[RECORDS PROVIDED Boundary: Start]

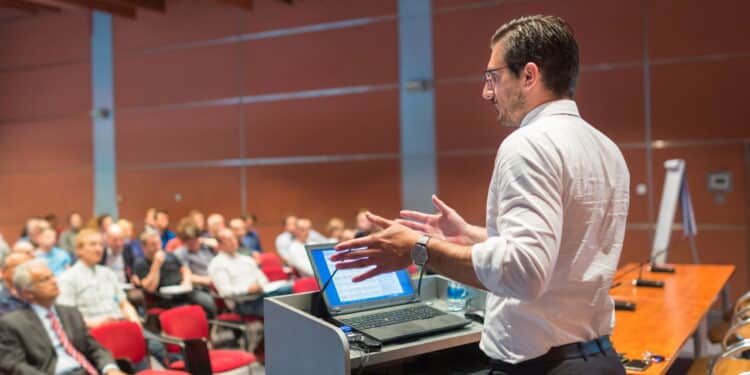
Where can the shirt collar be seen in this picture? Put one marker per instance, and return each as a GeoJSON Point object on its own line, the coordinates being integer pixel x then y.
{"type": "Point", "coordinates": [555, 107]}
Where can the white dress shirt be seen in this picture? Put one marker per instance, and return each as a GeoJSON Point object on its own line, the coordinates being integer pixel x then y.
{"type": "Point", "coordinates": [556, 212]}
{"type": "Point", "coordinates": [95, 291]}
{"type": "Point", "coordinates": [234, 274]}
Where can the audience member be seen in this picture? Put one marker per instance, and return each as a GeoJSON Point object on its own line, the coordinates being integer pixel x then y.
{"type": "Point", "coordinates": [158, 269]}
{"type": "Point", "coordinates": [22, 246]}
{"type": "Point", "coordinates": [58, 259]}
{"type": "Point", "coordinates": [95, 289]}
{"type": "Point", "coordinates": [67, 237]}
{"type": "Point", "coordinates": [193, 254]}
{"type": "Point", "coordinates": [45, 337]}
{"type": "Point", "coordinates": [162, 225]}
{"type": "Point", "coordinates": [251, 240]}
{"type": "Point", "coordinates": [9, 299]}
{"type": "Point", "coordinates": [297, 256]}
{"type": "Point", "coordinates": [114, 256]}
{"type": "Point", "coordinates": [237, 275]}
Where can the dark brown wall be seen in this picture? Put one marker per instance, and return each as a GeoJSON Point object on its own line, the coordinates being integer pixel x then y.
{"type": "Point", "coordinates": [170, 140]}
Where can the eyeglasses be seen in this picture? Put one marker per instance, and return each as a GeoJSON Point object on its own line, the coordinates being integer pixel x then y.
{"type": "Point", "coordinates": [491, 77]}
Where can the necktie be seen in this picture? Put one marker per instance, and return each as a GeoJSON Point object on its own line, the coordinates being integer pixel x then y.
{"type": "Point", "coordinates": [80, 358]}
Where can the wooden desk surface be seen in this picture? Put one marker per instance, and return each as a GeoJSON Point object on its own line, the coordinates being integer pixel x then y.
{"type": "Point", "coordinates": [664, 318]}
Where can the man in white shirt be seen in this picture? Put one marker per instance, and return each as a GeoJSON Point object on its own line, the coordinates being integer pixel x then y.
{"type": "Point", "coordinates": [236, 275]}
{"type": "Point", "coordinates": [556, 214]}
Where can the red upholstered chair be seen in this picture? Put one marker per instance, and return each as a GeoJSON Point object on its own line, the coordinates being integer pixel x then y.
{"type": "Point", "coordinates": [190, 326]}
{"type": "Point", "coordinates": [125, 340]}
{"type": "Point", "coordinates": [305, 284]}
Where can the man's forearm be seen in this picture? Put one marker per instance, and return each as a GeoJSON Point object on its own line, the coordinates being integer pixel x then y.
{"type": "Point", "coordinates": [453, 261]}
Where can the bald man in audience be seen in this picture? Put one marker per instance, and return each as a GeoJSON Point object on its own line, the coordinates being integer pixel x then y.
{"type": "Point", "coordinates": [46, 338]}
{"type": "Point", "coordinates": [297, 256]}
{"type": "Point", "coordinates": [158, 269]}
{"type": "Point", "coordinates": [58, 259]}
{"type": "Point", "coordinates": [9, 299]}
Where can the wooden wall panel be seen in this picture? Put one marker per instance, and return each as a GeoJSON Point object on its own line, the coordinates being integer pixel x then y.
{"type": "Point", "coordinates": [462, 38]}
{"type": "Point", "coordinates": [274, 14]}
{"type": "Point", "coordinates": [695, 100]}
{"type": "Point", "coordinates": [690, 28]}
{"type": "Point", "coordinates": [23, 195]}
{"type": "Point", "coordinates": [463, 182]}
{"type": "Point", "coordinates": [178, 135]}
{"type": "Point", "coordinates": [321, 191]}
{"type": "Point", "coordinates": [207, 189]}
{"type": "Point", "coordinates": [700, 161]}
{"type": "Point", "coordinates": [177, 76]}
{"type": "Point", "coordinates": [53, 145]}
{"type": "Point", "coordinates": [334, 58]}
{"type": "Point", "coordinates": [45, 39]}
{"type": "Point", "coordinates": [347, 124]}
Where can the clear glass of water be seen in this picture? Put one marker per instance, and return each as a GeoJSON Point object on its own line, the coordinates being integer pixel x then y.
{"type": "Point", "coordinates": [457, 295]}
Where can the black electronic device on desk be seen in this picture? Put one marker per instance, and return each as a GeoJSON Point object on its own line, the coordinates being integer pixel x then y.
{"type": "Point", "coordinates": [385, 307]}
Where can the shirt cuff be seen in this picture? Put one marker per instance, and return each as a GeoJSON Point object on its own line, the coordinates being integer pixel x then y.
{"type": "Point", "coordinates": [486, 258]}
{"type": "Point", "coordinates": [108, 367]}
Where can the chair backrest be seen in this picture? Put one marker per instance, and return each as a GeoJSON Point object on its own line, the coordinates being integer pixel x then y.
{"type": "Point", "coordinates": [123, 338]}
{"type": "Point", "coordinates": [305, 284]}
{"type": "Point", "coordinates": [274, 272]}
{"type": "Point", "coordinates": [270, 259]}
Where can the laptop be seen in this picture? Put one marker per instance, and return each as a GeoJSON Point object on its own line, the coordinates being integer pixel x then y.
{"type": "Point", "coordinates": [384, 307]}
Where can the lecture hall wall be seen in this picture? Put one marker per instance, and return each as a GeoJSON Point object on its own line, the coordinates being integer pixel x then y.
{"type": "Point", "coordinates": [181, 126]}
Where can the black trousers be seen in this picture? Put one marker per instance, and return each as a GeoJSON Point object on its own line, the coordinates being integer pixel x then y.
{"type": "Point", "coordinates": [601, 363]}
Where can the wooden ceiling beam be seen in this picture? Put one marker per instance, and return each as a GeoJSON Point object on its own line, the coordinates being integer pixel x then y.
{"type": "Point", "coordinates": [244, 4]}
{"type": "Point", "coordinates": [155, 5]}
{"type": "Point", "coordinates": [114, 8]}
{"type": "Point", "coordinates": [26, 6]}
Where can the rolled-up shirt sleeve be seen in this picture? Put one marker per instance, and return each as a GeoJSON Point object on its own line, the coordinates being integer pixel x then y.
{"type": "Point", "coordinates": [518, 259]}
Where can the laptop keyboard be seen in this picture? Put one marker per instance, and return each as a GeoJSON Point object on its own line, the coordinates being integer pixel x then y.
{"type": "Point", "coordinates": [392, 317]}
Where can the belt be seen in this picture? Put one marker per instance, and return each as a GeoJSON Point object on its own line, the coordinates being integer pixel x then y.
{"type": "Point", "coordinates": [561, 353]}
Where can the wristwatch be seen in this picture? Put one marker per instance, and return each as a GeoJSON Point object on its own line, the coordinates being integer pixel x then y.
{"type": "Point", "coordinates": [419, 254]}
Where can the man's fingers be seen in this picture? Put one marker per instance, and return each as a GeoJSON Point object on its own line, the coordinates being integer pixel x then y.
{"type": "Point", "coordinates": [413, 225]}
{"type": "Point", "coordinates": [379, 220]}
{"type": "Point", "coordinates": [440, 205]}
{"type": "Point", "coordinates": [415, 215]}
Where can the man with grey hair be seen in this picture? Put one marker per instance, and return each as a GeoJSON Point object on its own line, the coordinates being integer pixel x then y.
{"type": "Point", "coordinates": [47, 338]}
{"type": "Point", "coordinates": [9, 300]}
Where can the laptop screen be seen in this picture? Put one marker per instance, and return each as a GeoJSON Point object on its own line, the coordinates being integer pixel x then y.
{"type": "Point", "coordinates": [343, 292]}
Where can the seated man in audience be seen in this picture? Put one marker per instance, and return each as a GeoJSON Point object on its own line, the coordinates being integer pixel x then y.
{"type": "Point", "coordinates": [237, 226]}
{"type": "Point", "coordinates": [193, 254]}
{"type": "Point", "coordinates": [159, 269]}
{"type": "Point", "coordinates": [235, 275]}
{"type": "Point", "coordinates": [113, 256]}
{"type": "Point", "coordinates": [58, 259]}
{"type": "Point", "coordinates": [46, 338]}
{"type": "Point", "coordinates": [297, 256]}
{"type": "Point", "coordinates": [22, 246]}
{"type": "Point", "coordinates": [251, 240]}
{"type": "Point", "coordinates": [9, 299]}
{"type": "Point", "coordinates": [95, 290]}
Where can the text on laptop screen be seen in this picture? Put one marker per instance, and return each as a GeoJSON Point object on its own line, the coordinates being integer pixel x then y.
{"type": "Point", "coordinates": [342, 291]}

[RECORDS PROVIDED Boundary: End]

• [INSTRUCTIONS TO FOLLOW]: Start at the line with "Where can the seated". Give that line and every line after it again, word for word, through the last line above.

• [ANSWER TO THIS EXERCISE]:
Where can the seated man in audience be seen in this picture? Put one marker per instance, and return each as a GeoJSON Point object on its own line, the coordinates being integer pixel x then y.
{"type": "Point", "coordinates": [237, 226]}
{"type": "Point", "coordinates": [193, 254]}
{"type": "Point", "coordinates": [159, 269]}
{"type": "Point", "coordinates": [235, 275]}
{"type": "Point", "coordinates": [113, 256]}
{"type": "Point", "coordinates": [58, 259]}
{"type": "Point", "coordinates": [46, 338]}
{"type": "Point", "coordinates": [297, 256]}
{"type": "Point", "coordinates": [22, 246]}
{"type": "Point", "coordinates": [251, 240]}
{"type": "Point", "coordinates": [9, 299]}
{"type": "Point", "coordinates": [95, 290]}
Where can the text on laptop screen be seen in this picture? Put one marker per instance, and return each as a GeoJSON Point object on its own line, the coordinates being integer pixel x then y.
{"type": "Point", "coordinates": [342, 291]}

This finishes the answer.